> [STATED TASK]:
Restate all of the entries exactly, dropping any pictures they hold.
------------------------------------------------------------------------
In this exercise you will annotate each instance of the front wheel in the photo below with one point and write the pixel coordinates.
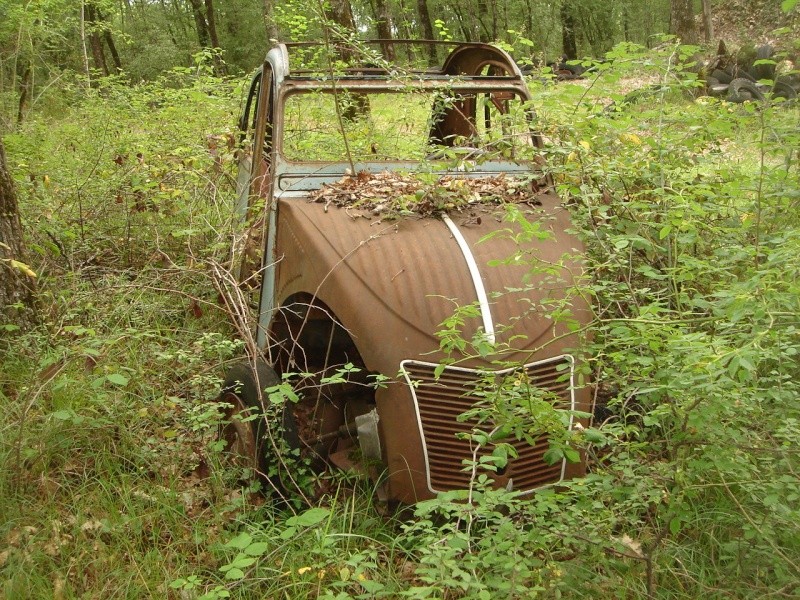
(742, 90)
(251, 438)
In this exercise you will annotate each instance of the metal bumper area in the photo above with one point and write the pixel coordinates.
(440, 401)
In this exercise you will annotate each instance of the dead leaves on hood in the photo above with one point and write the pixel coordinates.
(392, 194)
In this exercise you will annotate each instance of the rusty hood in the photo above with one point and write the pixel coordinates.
(392, 283)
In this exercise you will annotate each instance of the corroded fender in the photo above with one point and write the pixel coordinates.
(391, 283)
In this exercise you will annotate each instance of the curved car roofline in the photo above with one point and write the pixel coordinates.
(465, 59)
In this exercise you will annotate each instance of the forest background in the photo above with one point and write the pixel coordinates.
(115, 118)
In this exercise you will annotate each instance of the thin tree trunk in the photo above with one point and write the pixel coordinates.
(200, 24)
(109, 40)
(427, 28)
(95, 42)
(568, 38)
(708, 25)
(269, 20)
(17, 282)
(83, 44)
(211, 23)
(24, 93)
(383, 24)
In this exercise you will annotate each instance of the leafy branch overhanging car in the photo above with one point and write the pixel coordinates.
(370, 194)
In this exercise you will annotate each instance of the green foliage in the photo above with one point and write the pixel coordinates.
(688, 210)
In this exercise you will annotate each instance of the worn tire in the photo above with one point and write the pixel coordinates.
(250, 445)
(742, 90)
(784, 91)
(721, 76)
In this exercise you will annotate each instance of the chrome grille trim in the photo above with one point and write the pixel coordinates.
(437, 403)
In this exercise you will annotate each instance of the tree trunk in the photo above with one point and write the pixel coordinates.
(341, 13)
(95, 43)
(708, 25)
(269, 20)
(17, 282)
(383, 24)
(568, 39)
(211, 23)
(112, 47)
(24, 93)
(681, 21)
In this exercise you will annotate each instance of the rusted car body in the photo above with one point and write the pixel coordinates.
(340, 286)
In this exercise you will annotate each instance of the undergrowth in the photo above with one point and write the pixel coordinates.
(111, 484)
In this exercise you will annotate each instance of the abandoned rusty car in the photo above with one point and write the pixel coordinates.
(409, 261)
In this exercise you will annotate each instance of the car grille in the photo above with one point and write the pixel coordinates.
(440, 401)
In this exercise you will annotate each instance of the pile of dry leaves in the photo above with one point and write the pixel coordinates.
(396, 194)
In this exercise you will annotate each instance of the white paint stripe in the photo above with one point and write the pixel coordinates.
(480, 291)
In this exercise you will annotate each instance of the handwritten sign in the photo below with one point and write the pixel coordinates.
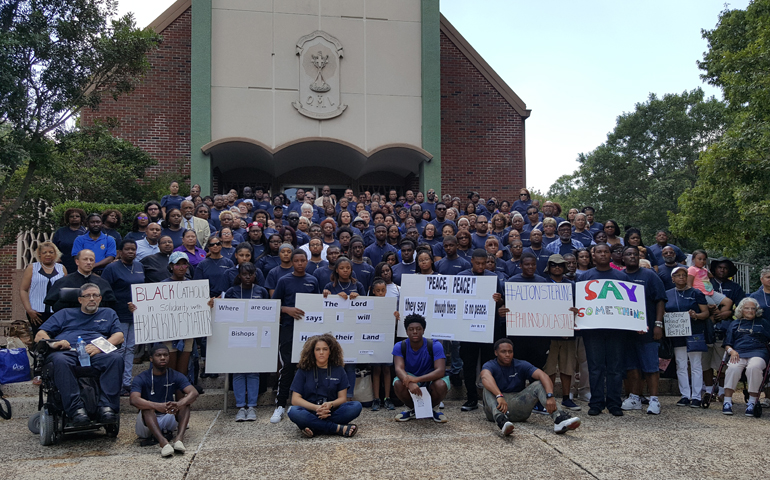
(455, 307)
(677, 324)
(246, 342)
(171, 311)
(612, 304)
(539, 309)
(364, 326)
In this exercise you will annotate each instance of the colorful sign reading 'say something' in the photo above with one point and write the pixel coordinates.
(612, 304)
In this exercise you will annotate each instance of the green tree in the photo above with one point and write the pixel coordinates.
(56, 58)
(728, 209)
(648, 160)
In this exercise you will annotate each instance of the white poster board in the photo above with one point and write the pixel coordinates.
(539, 309)
(612, 304)
(677, 324)
(455, 307)
(171, 310)
(364, 327)
(245, 336)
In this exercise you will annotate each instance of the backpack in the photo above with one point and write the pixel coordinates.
(430, 348)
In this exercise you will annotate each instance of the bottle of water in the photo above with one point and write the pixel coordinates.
(83, 356)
------------------------------------------------------------------------
> [THE OUTPUT]:
In this exercise you will annotate each instance of the front wheel in the photo below with one point and write the pixel coordinates.
(742, 90)
(251, 438)
In this exercise you will annotate each instance of the metal bumper area in the photo above with one point and write the pixel coordinates.
(440, 401)
In this exercise you will annotate each instance of the dead leaves on hood in the photo above with one point and write the pixel coordinates.
(392, 194)
In this exercise you will annotate each instance of the rusty hood in the photo above with one point and write the pixel coordinates.
(392, 283)
In this exercise you will annotate each instance of the corroded fender in the photo above with one point and write the pixel coordinates.
(391, 283)
In this exercise you will annotate each instance of the curved car roofline in the photo above with one point and write the pixel coordinates.
(465, 59)
In this exercise you will annotate each instance of the forest background in the photo above with one point and write the pixel coordinates.
(115, 118)
In this exercise you will annotate each instance of the thin tree trunk in the photo above with one point and write the pixel coordinates.
(200, 24)
(109, 40)
(427, 28)
(95, 42)
(568, 38)
(708, 25)
(269, 20)
(17, 282)
(83, 44)
(211, 23)
(24, 93)
(383, 24)
In this exercise you will annotate each instance of the leafy branch overhanging car in the photo above with one point and write the pixel coordinates.
(370, 194)
In this exercise you will annotate each instance of the green foliage in the photo above with one point and write the pixel coordinates.
(688, 210)
In this exercise you will annotate each instance of the worn tire in the photo above with one point and write the pixel coordinates.
(250, 445)
(742, 90)
(784, 91)
(721, 76)
In this exercise you will annotate each instance of the chrome grille trim in the photo above with one point and write the pixel coordinates.
(437, 403)
In this exercise you will annotate each instance of the tree trunk in the photo above with one point and write the pixel coordinates.
(341, 13)
(95, 43)
(708, 25)
(269, 20)
(17, 282)
(383, 24)
(568, 39)
(211, 23)
(112, 47)
(24, 93)
(681, 21)
In this exercise you will annotate each instance of the rusted car body in the photo above with one point and write the pixel coordinates.
(340, 286)
In this exercise you will annotate each instance of the undergrowth in the photo above with one point and write the pixel coordinates.
(111, 484)
In this exercise you will annotate each instance of the abandoned rusty car in the photo above with one point and write the pixel coordinates.
(409, 261)
In this exercise you will annotate each instance of the car grille in the photo above with one point and write the pixel coordinates.
(440, 401)
In this exercise you will annotate each instance of the pile of dry leaves in the photo above with one point and write the pixel coordinates.
(396, 194)
In this exercise you will annotate each instance of the white paint stripe in the photo above with one point and write the pixel coordinates.
(480, 291)
In this exercise you will annotate each instance of the handwritten sign in the photo below with one point and write the pixel coordinates.
(455, 307)
(677, 324)
(246, 342)
(171, 311)
(612, 304)
(539, 309)
(364, 326)
In this exercise you will annotate each instance of the colorful sign reading 'say something' in the photo above with one point and write the pixel coordinates.
(612, 304)
In this exercise you will annotate each instance of the green tree in the photo above with one point and write the pixel coordinates.
(56, 58)
(728, 209)
(648, 160)
In this exercise you will annotate each instance of the white poster board in the photo above with one point and write the pixel coordinates.
(539, 309)
(612, 304)
(677, 324)
(455, 307)
(171, 310)
(364, 327)
(245, 336)
In this exercise you will annotate each instance of the backpack in the photo above with one point and write the pixel coordinates.
(430, 348)
In this exercise you will annotate each instance of the bottle of water in the photo above with one point and write the pixel coordinates.
(83, 356)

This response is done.